Rows from a segmentation dataset:
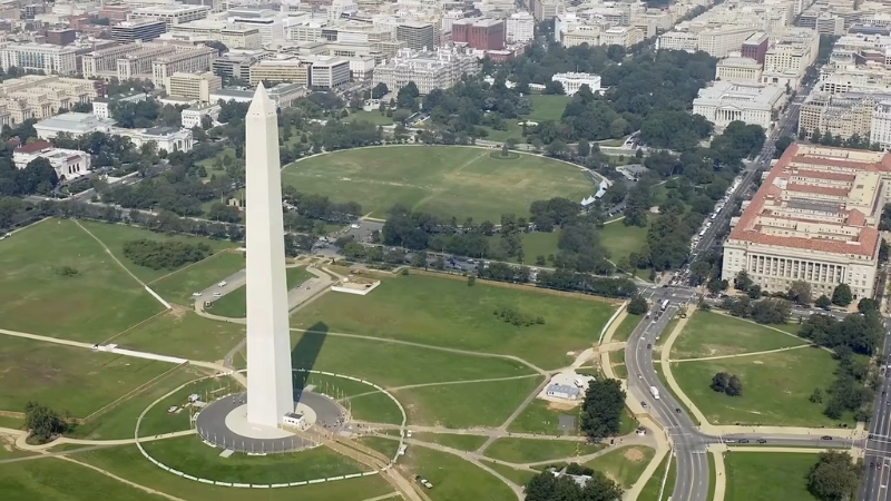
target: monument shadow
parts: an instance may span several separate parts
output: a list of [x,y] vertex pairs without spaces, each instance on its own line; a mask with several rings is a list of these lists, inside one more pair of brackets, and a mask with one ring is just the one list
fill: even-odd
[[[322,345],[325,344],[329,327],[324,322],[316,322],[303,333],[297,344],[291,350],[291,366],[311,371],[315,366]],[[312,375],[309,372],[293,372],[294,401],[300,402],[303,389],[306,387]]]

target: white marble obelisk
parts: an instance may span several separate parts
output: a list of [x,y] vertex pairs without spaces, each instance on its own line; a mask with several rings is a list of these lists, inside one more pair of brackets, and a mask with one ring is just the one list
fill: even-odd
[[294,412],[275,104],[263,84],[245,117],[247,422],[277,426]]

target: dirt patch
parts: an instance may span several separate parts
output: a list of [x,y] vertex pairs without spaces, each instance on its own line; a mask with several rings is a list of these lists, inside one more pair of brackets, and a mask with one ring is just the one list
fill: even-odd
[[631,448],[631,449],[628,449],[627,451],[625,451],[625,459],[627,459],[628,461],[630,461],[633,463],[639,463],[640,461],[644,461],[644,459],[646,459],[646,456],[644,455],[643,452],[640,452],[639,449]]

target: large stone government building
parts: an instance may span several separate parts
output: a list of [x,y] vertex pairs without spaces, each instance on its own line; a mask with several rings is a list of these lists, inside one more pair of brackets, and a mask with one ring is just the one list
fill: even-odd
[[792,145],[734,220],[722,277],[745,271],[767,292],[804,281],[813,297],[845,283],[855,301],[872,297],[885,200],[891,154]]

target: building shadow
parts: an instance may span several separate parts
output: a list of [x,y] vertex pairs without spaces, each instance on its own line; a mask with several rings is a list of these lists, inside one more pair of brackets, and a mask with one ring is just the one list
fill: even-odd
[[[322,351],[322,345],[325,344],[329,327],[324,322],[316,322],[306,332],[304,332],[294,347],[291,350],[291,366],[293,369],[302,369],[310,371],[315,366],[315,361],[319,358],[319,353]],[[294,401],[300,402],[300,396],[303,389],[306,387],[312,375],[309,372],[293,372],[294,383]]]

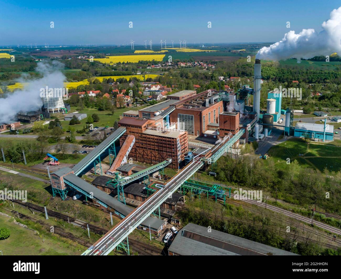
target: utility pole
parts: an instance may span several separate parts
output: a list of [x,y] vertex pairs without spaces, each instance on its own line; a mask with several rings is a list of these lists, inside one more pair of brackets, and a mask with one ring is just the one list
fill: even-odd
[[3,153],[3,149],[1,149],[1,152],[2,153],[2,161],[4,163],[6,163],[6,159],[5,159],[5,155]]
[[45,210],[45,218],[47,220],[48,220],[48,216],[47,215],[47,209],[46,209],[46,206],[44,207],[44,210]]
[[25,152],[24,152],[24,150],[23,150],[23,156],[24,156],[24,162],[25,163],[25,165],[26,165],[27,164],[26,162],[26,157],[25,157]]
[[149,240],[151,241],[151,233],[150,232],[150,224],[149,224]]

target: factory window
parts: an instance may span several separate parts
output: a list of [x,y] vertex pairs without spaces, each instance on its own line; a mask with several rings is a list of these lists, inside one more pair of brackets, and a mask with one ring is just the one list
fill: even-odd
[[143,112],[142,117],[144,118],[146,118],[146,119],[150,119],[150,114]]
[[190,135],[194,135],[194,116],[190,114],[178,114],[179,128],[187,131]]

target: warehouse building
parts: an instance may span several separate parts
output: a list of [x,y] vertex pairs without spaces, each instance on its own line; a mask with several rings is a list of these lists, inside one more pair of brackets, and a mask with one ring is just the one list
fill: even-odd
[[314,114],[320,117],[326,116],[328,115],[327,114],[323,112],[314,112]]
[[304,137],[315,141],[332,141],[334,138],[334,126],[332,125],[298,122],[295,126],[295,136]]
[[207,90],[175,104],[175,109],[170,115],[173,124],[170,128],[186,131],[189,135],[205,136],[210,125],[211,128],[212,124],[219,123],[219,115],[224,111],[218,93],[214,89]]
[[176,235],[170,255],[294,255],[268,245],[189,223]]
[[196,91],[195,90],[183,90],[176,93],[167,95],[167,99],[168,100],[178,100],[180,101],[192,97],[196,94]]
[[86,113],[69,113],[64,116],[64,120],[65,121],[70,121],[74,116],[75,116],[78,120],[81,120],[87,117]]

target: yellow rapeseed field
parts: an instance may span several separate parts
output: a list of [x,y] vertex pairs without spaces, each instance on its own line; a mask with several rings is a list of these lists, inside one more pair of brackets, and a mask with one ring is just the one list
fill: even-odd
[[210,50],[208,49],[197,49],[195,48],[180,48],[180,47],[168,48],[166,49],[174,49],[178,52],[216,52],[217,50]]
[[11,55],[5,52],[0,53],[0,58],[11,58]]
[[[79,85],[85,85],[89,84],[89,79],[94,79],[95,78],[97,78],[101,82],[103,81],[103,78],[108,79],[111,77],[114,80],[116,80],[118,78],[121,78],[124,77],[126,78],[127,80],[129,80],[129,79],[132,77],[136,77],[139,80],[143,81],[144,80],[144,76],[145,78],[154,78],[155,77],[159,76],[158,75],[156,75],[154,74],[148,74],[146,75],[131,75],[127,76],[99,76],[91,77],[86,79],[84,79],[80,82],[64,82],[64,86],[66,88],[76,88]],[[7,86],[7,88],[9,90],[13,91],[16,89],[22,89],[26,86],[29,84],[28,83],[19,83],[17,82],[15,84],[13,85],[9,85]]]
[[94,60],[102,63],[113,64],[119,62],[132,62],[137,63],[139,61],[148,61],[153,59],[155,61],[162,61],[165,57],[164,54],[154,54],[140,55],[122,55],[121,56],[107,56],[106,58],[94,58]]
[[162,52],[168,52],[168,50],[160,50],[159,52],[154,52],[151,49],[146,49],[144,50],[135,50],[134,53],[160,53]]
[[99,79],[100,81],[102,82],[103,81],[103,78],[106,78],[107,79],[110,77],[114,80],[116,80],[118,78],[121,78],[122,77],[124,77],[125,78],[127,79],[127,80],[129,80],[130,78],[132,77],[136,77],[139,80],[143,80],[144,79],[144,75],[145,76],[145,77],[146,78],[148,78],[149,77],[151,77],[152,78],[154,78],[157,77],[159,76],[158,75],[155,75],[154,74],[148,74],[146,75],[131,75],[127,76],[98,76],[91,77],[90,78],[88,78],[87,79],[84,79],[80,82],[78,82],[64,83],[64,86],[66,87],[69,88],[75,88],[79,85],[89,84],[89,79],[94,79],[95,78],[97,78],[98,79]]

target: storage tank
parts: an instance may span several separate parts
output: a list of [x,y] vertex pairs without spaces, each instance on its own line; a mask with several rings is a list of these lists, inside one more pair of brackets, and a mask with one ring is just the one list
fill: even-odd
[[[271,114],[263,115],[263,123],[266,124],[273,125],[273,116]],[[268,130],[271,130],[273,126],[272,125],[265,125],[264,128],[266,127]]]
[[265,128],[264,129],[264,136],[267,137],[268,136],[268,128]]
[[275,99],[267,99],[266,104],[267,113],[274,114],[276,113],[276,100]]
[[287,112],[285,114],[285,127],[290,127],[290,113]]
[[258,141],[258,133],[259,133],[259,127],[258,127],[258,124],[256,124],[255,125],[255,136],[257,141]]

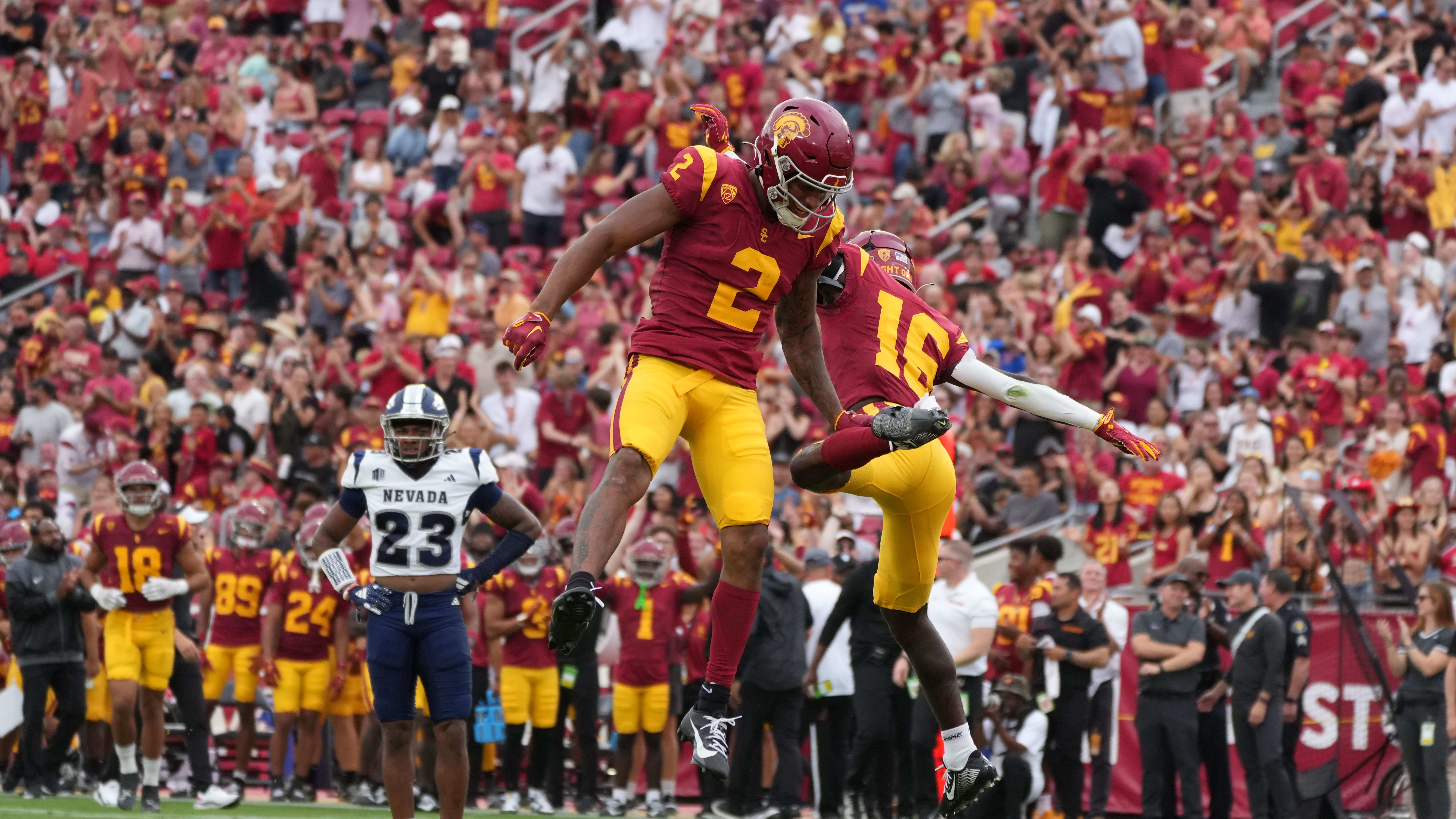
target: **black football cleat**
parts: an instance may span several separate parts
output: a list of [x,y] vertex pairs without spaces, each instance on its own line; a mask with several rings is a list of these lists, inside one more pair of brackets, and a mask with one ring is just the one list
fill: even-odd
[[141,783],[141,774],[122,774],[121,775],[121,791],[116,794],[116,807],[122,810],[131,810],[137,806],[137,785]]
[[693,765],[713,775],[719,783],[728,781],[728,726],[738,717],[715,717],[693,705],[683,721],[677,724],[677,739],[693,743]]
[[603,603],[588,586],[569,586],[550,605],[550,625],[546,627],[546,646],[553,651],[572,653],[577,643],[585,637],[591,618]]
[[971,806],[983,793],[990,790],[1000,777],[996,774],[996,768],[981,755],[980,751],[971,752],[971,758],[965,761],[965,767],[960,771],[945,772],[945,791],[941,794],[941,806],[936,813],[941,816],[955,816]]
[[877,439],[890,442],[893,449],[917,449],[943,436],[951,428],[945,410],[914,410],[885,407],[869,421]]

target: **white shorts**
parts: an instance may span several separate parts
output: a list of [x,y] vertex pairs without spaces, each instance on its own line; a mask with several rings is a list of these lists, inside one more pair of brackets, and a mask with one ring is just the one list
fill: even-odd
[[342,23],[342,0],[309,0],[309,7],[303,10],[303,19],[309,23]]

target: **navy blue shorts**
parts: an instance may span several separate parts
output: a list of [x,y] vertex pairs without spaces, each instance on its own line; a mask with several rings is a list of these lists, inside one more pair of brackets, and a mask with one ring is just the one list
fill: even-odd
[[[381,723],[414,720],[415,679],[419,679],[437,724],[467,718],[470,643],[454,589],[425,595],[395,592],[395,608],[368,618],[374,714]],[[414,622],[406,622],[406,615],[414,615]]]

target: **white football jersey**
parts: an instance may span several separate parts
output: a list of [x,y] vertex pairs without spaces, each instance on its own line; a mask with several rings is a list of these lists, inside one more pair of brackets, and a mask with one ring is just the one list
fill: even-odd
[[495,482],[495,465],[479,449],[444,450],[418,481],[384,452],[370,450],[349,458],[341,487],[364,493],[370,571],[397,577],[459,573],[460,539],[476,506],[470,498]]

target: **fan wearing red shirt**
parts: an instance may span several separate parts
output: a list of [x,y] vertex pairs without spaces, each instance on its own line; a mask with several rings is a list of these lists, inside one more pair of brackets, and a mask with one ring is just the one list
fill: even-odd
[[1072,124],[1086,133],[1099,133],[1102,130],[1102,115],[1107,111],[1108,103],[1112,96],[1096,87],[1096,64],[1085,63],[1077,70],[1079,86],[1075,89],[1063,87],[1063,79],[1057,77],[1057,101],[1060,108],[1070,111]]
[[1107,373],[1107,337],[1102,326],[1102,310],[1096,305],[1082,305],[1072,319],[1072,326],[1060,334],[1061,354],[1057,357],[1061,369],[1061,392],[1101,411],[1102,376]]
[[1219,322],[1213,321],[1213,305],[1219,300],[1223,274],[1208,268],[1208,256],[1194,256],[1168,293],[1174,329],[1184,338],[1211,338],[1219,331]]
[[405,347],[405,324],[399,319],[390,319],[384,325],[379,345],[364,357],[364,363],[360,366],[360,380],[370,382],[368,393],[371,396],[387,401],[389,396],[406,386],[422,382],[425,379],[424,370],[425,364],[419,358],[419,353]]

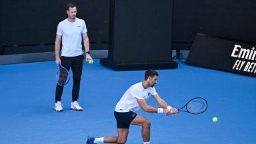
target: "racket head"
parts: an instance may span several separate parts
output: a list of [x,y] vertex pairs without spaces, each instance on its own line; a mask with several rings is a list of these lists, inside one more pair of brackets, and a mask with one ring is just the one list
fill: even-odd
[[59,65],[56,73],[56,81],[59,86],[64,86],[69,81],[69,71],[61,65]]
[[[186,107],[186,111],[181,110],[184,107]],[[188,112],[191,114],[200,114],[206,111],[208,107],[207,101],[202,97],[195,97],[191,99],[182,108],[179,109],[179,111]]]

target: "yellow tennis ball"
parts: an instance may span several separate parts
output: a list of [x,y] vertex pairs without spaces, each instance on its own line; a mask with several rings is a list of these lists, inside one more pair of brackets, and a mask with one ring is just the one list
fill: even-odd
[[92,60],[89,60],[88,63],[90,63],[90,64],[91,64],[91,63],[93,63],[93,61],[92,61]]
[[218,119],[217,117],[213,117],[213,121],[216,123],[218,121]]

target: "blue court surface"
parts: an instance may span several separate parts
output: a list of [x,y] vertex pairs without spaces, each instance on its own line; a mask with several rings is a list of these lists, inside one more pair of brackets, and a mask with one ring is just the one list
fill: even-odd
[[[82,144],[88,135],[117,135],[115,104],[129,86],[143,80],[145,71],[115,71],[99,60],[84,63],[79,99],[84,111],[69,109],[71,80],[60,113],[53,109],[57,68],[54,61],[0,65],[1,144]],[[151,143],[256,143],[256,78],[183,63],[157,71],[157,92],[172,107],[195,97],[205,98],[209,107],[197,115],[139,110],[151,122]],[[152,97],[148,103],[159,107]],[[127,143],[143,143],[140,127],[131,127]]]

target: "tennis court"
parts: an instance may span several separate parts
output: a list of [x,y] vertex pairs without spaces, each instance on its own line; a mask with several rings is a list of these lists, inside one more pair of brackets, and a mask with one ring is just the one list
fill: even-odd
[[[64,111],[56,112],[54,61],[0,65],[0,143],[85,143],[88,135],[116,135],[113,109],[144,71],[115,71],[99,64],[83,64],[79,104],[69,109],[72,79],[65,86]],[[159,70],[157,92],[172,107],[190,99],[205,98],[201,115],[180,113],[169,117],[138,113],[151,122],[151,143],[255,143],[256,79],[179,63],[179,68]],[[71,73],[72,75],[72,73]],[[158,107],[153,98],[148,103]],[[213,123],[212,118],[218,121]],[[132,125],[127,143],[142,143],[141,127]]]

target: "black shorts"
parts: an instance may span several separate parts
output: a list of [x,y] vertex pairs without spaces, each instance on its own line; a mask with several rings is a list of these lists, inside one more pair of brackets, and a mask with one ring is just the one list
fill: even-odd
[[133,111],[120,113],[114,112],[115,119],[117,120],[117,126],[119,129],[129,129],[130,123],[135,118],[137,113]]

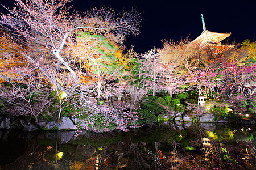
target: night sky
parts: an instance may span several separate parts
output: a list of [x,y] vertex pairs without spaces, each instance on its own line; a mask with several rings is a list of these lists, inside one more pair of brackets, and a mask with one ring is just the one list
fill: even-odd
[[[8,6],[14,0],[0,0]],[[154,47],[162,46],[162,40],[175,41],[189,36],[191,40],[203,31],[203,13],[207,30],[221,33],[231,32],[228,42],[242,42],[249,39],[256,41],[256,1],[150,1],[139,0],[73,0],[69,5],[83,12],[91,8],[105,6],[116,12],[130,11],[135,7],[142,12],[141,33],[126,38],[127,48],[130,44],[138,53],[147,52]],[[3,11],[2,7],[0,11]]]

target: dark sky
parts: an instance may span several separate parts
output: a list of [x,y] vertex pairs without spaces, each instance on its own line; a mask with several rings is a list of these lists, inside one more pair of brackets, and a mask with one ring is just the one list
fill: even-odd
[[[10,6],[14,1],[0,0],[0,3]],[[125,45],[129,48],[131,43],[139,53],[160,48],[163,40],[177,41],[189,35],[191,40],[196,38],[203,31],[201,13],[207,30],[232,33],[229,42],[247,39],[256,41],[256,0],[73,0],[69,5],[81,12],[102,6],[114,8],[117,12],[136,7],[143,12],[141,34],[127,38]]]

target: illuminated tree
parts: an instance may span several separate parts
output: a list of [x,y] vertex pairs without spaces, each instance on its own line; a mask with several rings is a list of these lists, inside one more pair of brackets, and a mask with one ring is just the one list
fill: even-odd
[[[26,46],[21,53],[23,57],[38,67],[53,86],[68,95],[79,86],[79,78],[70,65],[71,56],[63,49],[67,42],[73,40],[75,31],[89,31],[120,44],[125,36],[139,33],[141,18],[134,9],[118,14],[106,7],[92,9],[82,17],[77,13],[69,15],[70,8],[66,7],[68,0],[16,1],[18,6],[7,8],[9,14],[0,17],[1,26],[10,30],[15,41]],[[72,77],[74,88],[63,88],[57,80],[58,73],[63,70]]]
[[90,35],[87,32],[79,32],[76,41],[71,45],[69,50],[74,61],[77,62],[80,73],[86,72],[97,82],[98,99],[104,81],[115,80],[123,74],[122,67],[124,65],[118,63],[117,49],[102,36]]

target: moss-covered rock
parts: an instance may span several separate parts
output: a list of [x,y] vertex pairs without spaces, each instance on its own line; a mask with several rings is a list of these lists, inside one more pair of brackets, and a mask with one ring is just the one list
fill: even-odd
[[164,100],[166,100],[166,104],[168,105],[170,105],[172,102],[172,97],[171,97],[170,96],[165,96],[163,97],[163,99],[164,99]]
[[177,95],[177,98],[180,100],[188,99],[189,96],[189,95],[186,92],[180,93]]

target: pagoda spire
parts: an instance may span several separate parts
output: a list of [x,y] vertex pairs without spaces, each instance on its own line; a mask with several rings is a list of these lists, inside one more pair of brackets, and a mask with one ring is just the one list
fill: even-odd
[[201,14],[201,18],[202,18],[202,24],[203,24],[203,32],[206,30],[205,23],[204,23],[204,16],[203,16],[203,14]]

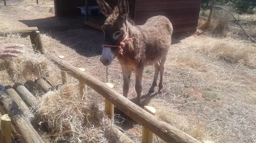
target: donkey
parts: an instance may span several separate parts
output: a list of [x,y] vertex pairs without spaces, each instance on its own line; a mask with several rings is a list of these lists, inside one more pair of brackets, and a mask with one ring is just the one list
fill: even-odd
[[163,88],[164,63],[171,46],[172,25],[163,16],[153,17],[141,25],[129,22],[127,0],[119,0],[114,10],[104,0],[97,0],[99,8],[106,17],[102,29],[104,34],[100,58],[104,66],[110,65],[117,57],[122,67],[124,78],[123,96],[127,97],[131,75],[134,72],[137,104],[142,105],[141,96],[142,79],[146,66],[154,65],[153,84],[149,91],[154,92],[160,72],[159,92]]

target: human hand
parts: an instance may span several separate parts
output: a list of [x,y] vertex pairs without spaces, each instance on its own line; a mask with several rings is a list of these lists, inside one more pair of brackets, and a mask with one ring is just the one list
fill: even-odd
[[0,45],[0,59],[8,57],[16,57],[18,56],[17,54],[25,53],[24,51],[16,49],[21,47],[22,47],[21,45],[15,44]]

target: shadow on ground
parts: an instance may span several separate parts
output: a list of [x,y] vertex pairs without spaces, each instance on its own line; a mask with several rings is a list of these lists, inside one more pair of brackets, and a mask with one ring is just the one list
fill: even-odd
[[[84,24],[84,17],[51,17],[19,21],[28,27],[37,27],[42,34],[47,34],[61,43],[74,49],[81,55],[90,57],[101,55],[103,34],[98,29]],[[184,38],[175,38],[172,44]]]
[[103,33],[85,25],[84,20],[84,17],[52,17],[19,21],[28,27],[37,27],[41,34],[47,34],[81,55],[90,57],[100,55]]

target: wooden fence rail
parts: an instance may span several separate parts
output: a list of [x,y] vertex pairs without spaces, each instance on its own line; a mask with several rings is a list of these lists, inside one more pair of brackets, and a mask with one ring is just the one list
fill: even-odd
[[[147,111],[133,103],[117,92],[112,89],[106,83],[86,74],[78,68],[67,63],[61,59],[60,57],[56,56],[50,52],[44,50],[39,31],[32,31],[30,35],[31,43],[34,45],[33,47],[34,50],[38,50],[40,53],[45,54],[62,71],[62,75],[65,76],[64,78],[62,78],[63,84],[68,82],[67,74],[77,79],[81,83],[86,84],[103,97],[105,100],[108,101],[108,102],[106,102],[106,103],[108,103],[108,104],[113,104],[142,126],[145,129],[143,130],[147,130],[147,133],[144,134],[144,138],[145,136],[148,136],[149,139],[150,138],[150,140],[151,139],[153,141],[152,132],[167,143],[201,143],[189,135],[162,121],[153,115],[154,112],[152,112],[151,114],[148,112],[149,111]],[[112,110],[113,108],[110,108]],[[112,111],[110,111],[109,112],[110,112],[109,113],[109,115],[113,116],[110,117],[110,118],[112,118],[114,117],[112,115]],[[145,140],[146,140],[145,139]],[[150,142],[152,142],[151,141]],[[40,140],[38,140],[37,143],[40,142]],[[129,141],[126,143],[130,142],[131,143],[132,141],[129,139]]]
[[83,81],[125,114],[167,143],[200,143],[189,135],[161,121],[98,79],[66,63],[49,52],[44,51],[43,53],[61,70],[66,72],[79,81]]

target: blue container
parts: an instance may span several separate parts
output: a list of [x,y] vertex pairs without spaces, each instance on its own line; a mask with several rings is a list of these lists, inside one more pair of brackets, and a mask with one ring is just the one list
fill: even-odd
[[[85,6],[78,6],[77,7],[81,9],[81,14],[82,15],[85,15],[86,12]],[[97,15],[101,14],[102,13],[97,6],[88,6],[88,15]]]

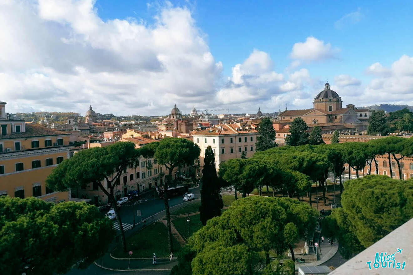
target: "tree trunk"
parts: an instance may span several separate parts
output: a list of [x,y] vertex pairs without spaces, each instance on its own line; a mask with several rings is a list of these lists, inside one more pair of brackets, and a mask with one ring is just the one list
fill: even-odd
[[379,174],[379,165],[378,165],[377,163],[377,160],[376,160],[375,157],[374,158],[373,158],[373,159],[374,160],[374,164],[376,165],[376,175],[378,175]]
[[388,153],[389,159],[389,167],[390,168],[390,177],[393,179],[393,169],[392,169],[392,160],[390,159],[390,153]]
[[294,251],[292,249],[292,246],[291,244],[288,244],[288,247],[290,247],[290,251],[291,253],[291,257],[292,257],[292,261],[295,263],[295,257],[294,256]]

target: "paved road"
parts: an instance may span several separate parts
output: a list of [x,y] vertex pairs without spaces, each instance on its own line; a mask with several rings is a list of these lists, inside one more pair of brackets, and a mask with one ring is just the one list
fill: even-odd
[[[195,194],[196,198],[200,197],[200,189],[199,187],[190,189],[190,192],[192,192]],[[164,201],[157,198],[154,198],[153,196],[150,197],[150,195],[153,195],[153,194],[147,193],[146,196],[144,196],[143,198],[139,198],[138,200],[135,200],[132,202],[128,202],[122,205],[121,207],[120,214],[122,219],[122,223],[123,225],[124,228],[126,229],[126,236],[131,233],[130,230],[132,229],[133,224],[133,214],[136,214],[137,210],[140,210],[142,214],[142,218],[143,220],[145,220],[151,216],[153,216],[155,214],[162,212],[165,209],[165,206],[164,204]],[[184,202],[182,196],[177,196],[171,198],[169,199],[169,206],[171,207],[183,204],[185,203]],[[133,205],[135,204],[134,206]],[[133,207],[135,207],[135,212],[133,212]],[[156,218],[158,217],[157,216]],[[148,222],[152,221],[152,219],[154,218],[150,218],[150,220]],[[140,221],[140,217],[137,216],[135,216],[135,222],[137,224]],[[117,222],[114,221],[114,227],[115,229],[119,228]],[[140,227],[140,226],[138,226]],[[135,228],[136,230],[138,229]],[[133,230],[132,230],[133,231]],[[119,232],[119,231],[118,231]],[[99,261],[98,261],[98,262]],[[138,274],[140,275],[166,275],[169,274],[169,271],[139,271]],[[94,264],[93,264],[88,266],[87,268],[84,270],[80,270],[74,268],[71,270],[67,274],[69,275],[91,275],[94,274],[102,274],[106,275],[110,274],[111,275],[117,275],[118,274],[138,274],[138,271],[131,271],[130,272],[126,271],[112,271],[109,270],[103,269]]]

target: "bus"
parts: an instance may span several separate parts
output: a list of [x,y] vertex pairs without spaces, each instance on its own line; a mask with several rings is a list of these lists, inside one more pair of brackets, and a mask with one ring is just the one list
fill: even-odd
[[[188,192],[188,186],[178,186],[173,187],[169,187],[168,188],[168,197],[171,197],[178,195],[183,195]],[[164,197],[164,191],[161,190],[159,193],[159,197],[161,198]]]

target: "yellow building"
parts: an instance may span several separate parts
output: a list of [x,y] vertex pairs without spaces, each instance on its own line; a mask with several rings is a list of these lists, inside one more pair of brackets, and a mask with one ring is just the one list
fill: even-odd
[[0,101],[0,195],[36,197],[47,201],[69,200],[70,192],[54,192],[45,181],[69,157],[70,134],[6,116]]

• Task goal:
In the material above, how many lines contain the string "court", with case counting? Give only the number.

• Exercise answer:
2